- [WORK TO BE COMPLETED]
Reproduce the lines from the start through the line containing "<point>319,299</point>", with requests included. Multiply every coordinate in the answer points by 1.4 and round to whole numbers, with halves rounded up, but leave the numbers in the requests and their format samples unchanged.
- - - - -
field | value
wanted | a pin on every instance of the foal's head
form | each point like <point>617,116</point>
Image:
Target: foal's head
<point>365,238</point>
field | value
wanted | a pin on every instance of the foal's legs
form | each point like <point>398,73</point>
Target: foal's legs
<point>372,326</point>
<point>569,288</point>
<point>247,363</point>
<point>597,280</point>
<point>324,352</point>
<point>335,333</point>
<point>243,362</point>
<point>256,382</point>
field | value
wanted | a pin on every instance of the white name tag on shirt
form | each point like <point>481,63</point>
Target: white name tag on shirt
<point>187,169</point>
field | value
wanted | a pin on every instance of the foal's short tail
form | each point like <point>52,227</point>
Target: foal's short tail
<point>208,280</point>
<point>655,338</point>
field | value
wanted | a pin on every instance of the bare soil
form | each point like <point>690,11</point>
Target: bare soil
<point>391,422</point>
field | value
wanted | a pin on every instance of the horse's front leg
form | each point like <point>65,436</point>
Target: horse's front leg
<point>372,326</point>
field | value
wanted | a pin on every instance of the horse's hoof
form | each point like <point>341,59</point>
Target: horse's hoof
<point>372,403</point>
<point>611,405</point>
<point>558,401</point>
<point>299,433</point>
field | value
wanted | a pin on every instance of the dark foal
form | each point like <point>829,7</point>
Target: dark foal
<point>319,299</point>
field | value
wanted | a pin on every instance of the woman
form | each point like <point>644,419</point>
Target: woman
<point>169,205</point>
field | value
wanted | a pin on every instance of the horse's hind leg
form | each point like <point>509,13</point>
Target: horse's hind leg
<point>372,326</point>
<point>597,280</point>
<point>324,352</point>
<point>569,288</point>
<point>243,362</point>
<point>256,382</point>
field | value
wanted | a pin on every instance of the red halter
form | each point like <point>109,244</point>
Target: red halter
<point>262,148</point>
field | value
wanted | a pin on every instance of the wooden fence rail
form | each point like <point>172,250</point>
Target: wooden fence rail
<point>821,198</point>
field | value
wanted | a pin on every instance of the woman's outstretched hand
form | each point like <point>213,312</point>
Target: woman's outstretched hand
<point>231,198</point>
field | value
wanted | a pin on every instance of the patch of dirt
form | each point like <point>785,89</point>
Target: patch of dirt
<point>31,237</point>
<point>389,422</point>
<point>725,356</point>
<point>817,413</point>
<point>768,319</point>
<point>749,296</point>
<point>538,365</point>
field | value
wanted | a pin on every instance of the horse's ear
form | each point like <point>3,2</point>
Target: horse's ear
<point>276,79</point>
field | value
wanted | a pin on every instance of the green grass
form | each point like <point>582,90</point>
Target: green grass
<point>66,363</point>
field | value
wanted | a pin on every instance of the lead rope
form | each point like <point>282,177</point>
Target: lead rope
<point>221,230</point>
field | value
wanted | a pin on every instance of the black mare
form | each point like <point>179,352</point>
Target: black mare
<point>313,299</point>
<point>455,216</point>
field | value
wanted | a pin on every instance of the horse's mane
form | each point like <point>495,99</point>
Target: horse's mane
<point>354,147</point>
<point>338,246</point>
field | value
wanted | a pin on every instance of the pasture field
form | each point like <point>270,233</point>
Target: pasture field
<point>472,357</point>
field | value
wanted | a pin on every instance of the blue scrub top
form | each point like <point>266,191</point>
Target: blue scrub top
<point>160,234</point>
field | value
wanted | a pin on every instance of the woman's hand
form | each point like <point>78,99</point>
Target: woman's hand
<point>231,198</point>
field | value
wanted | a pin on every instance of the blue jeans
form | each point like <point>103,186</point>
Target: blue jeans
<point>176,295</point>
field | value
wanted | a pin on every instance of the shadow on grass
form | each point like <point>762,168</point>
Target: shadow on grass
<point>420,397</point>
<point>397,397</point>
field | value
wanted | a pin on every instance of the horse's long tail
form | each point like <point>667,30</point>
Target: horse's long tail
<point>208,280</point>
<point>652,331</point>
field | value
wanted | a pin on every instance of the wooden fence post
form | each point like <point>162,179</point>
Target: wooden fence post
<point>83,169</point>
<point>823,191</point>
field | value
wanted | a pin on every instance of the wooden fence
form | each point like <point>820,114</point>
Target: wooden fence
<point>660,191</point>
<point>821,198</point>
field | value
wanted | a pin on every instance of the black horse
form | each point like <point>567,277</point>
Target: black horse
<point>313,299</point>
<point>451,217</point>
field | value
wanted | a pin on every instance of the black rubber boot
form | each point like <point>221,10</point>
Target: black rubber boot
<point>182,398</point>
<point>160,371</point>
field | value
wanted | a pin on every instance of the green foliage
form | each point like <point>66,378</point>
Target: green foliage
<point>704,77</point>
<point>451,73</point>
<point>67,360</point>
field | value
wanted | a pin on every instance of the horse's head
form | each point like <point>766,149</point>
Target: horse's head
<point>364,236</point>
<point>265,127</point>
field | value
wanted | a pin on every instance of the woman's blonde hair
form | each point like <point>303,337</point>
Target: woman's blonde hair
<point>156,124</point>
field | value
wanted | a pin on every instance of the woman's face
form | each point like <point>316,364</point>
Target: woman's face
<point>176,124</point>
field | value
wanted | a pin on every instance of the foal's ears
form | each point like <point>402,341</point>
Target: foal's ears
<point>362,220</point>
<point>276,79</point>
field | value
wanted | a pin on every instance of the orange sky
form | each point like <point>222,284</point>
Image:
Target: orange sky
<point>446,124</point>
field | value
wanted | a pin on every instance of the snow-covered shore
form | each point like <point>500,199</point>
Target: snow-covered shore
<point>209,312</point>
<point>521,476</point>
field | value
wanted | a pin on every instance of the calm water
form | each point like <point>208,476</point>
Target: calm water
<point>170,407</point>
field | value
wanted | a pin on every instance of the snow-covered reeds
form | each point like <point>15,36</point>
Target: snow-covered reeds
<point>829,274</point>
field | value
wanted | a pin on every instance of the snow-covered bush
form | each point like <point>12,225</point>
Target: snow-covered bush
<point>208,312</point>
- - - - -
- [EXPECTED ANSWER]
field | value
wanted | a pin on every instance of the foal's head
form | each point like <point>617,116</point>
Image:
Target: foal's head
<point>511,333</point>
field | value
wanted | a pin on every instance of the foal's legs
form | each point like <point>398,73</point>
Target: foal's legs
<point>521,456</point>
<point>797,403</point>
<point>346,508</point>
<point>836,392</point>
<point>454,493</point>
<point>469,466</point>
<point>340,507</point>
<point>358,535</point>
field | value
wanted | a pin on every instance of the white name tag on shirt
form | each point like <point>481,63</point>
Target: white name tag on shirt
<point>262,237</point>
field | value
wanted | a pin on every instance of the foal's short tail
form | each point like <point>52,227</point>
Target: foal's short tail
<point>291,392</point>
<point>917,473</point>
field | value
wanted | a pin on every instance of the bare soil
form | each point like <point>690,11</point>
Target: bare soil
<point>547,591</point>
field | value
wanted | a pin on every instance of the horse's front leg
form | each point like <point>65,436</point>
Target: horse's front leg
<point>521,456</point>
field | value
wanted | a pin on every instance of the horse's hoof
form | each point like <point>341,59</point>
Target: horse's hoof
<point>521,564</point>
<point>855,567</point>
<point>781,561</point>
<point>419,606</point>
field | value
wanted | a pin on every instance of the dark foal
form | each point like <point>829,7</point>
Target: dark foal
<point>447,419</point>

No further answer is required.